**WORK INSTRUCTION 1**
According to the text on AlGaN layer composition, what bowing parameter is indicated by the dependence of the bandgap and emission energy on composition?
**WORK INSTRUCTION 2**
Continue the text on AlGaN layer composition from its final sentence.

**TEXT SECTION**
# # # #
Compositional study of relaxed co-loaded AlGaN layers with polar (0001), semipolar (\(10\bar{{\rm{1}}}3\)) and (\(11\bar{{\rm{2}}}2\)), as well as nonpolar (\(10\bar{{\rm{1}}}0\)) and (\(11\bar{{\rm{2}}}0\)) surface orientations has been investigated. By taking into account the compositional effects of anisotropic in-plane strain, aluminium incorporation in semi- and non-polar layers was determined by x-ray diffraction analysis. The AlN mole fraction of all the co-loaded layers estimated by x-ray diffraction is comparable. This is consistent with their comparable optical bandgap energy and near band-edge emission energy, which were determined from room-temperature pseudo-dielectric functions and photoluminescence measurements, respectively. The dependence of the bandgap and emission energy on composition indicates a bowing parameter of 0.9 eV.
# # # #
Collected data
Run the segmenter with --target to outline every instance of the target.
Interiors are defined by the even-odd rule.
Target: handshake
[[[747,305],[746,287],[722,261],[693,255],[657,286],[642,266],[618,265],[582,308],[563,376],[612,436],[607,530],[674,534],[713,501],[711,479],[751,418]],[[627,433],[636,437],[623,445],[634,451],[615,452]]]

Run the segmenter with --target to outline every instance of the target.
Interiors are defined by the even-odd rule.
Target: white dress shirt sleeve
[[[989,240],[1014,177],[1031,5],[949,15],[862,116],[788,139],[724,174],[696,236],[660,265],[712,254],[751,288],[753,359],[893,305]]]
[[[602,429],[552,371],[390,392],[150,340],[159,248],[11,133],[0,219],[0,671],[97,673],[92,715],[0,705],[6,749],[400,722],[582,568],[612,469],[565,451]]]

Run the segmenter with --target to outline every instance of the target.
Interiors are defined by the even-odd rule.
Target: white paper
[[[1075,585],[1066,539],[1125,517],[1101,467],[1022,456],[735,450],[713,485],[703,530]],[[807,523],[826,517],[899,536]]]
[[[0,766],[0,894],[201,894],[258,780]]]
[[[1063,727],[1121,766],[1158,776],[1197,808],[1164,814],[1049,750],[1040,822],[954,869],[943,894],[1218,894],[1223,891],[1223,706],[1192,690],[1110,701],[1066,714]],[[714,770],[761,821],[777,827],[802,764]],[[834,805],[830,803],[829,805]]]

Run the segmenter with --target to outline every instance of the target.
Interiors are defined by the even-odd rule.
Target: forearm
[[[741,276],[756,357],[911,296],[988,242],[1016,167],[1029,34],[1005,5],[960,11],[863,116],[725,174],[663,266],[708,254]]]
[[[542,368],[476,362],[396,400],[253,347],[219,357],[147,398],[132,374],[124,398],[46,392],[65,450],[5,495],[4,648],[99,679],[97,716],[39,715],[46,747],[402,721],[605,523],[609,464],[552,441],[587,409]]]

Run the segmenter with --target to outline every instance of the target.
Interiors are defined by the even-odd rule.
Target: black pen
# # # #
**EXERCISE RESULT 1**
A bowing parameter of 0.9 eV.

**EXERCISE RESULT 2**
Experimental Methods

Growth was performed in an EpiQuest 3 × 2-inch close-coupled showerhead MOVPE reactor. Ammonia (NH3), trimethylgallium (TMGa) and trimethylaluminium (TMAl) were used as precursors. Differently oriented AlN templates grown on sapphire substrates were used to grow AlGaN layers, including (0001) AlN (d ≈ 800 nm) on c-plane sapphire, (\(11\bar{{\rm{2}}}2\)) AlN (d ≈ 1000 nm) on m-plane sapphire, (\(10\bar{{\rm{1}}}0\)) AlN (d ≈ 350 nm) on m-plane sapphire, and (\(11\bar{{\rm{2}}}0\)) AlN (d ≈ 350 nm) on r-plane sapphire. The (\(11\bar{{\rm{2}}}0\)) AlN template was grown simultaneously with the (\(10\bar{{\rm{1}}}0\)) AlN template. Growth parameters of these templates are reported elsewhere30. To produce an Al-polar (\(10\bar{{\rm{1}}}3\)) AlN template, about 10-nm-thick (\(10\bar{{\rm{1}}}3\)) AlN layer was initially sputtered onto a 2-inch m-plane sapphire wafer using directional sputtering33. Afterwards, this wafer was loaded into the reactor chamber to grow a 300-nm-thick AlN layer at a surface temperature of 1290°C.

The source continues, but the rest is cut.